> [DOCUMENT TEXT]
In other words, if I were the devil, I'd just keep right on doing what he's doing.
I smell an F coming here.
What year was that?
It was 65. Holy shit.
1965.
That's amazing.
1965.
Wow.
April 3rd, 1965, Paul.
Don't you love this?
By the way, somebody says Israel attacking Iran.
Let's see if that's true.
Let me see if this is.
Let's go to X. See if that's up, my friend.
Let me see if we have anything.
Oh, Israel started their attack against Iran with explosions reported near the capital of Tehran.
And of course, somebody from Fox says, I stand with Israel.
Israel is fighting against Iran.
Yep, this is going on right now.
Are they going to be using that THAAD missile?
That terminal high altitude?
In response to months of...
This is the IDF, official response.
Listen to this.
In response to...
Months of continuous attacks from the regime in Iran against the state of Israel.
Right now, the Israel Defense Forces is conducting precise strikes on military targets in Iran.
The regime in Iran and its proxies in the region have been relentlessly attacking Israel since October the 7th on seven fronts, including direct attacks from the Iranian soil, like every other sovereign country in the world.
The State of Israel has a right and duty to respond.
Our defensive and offensive capabilities are fully mobilized.
We will do whatever necessary to defend the State of Israel and the people of Israel.
Let me see.
Right now it is Friday.
It is...

> [WHAT IS BEING ASKED]
Continue the transcript about Israel's strikes on Iran, picking up right after its last line, "It is..." The entries after this point are separate from the transcript about Israel's strikes on Iran.

> [ITEMS]
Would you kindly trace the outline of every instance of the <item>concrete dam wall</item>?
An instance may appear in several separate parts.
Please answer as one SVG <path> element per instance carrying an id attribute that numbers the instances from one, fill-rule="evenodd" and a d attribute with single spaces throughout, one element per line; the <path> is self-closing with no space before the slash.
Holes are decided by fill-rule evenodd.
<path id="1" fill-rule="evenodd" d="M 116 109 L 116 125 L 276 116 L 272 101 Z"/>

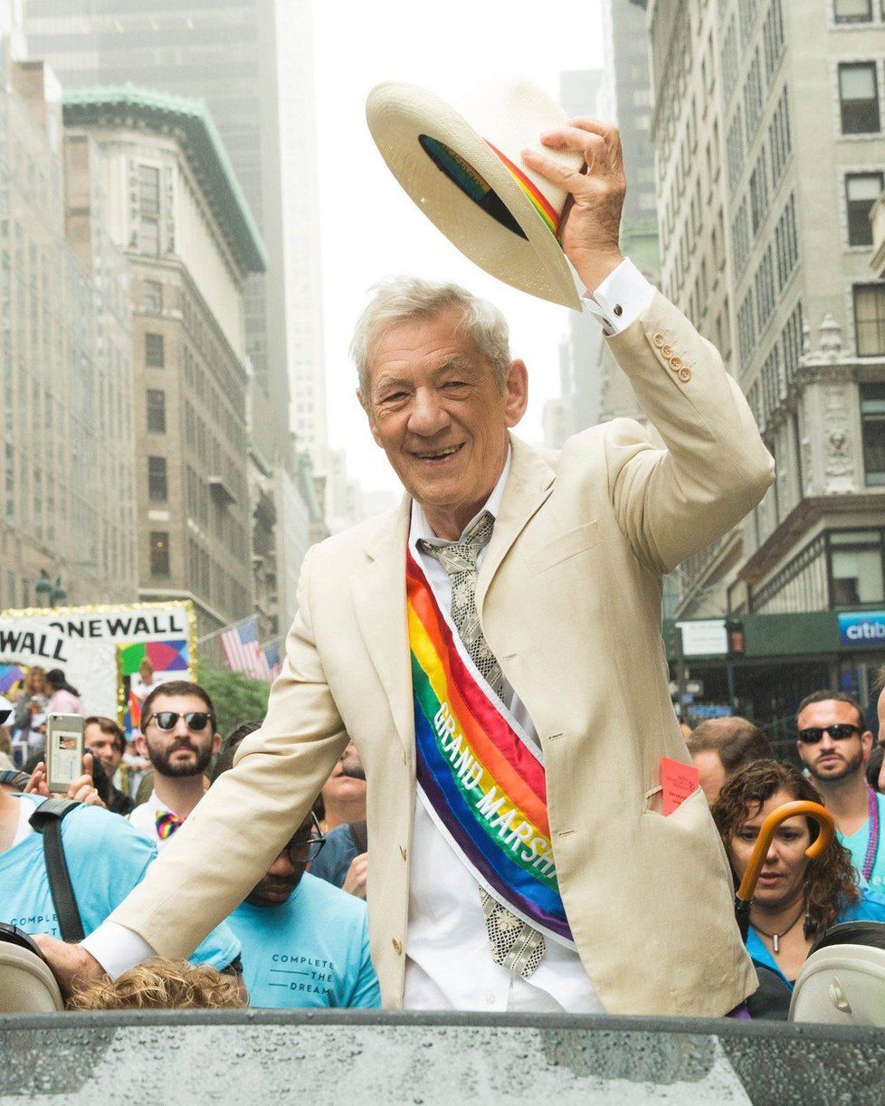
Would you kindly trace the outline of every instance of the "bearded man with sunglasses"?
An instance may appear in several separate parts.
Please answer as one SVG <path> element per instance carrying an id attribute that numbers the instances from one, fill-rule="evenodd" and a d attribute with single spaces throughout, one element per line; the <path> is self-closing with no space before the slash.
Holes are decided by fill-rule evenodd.
<path id="1" fill-rule="evenodd" d="M 885 796 L 866 782 L 873 734 L 857 700 L 814 691 L 799 705 L 799 759 L 814 778 L 836 822 L 840 842 L 874 891 L 885 893 Z"/>
<path id="2" fill-rule="evenodd" d="M 154 790 L 129 821 L 163 849 L 206 793 L 206 775 L 221 748 L 215 707 L 199 684 L 158 684 L 142 707 L 138 752 L 154 769 Z"/>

> [TASK RESPONSE]
No, no.
Tel Aviv.
Let me see how far...
Israel is seven hours ahead.
Okay.
So what's it, 3 a.m.?
What do you think about that?
and Now, of course, what I would say about this is, well, let's discuss it, as opposed to react.
See, we live in a world of 140 characters, and we must react.
Must react.
Get ready for this.
Get ready for this.
This is not going to end good.
Or well, I should say.
Okay?
Now, let's do this.
In Pennsylvania, as Uncle Lenny's been telling you for the longest time, what have I told you?
What scares me the most, what keeps me up at night, pertineer, is the idea of stealing the election via ballot.
Ballot fraud.
Not vote fraud.
Not machine fraud.
Not precinct fraud.
Ballot fraud.
Good morning, everyone.
District Attorney Heather Adams.
On Tuesday afternoon, I was contacted by Krista Miller, who is our chief clerk of elections regarding potentially fraudulent voter registration applications that had recently been received by her office.
Pennsylvania.
At that time, she informed me that the elections office received approximately 2,500 applications at or near the deadline for registering to vote.
While preparing to process these applications, staff noticed that numerous applications appeared to have the same handwriting, were filled out on the same day with our signatures, and some were previously registered voters, and the signatures on file did not match the signatures on the application.
So before I begin to summarize our preliminary findings, I must remind everyone that this is an ongoing investigation, and for that reason, I will be limited in the details that I can provide.
Lancaster County detectives began investigating the voter registration applications and immediately found applications that were indeed fraudulent.
Indicators of fraud included inaccuracies with the addresses listed on the applications, Mm-hmm.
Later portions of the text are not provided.